§ Activity list
1. In the forum post on the XGBoost 2.1 update, what change does the poster identify as the cause of the model-building failure? Answer in one to three sentences.
2. From the records, transcribe everything from the line containing "</instance>" down to the line containing "rough mask: <svg", with both of those lines included.

§ Selected extract
Model creation fails with updated XGBoost (≥ v2.1)
Hi and a merry 2025 🎉🙌,
I just updated my XGBoost to 2.1.3 and started having problems building models with that.
I assume they did many changes when they updated from 2.0.3 to 2.1+ , but I tracked down what broke the code for me.
For me in particular the xgb.DMatrix function fails when I use the current Parsnip version (1.2.1) with Tidymodels (v 1.2.0)
the Reason is the update function in XGBoost:
Old
xgb.DMatrix <- function(data, info = list(), missing = NA, silent = FALSE, nthread = NULL, ...)
New
xgb.DMatrix <- function(
data,
label = NULL,
weight = NULL,
base_margin = NULL,
missing = NA,
silent = FALSE,
feature_names = colnames(data),
feature_types = NULL,
nthread = NULL,
group = NULL,
qid = NULL,
label_lower_bound = NULL,
label_upper_bound = NULL,
feature_weights = NULL,
data_split_mode = "row"
)
I am not sure what exactly was in the old info=list() but probably all these arguments which are now directly passed to the function.
This could be all part of their general R interface overhaul, but I thought I just let you know after I spent some time tracking this down.
For now I downgrade to 2.0.3 and wait until you had the time to update the functionality to match the newer XGBoost releases.

[Collected data]
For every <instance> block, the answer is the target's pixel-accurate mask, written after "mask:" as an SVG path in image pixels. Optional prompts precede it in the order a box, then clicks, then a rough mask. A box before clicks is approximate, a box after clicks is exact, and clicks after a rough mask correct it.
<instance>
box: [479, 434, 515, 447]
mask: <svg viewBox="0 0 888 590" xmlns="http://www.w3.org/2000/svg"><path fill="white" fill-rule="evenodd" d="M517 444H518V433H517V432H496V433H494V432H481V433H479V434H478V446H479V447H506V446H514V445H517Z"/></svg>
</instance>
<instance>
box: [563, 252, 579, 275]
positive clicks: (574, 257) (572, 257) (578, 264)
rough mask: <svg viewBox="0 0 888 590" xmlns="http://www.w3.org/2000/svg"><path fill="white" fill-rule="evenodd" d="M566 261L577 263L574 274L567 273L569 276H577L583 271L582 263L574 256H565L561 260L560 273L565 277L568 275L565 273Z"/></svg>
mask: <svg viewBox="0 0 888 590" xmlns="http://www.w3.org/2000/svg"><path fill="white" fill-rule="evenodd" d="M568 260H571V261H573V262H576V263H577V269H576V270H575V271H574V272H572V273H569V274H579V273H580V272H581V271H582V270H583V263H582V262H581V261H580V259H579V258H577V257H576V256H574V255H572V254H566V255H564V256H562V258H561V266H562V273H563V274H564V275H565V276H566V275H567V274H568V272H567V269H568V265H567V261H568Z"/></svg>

§ Expected results
1. The poster traces the failure to the updated xgb.DMatrix function in XGBoost. The old version took an info = list() argument, while the new one drops it and takes arguments such as label, weight and base_margin directly. As a result, the function fails when used with Parsnip 1.2.1 and Tidymodels 1.2.0.

2.
</instance>
<instance>
box: [563, 252, 579, 275]
positive clicks: (574, 257) (572, 257) (578, 264)
rough mask: <svg viewBox="0 0 888 590" xmlns="http://www.w3.org/2000/svg"><path fill="white" fill-rule="evenodd" d="M566 261L577 263L574 274L567 273L569 276H577L583 271L582 263L574 256H565L561 260L560 273L565 277L568 275L565 273Z"/></svg>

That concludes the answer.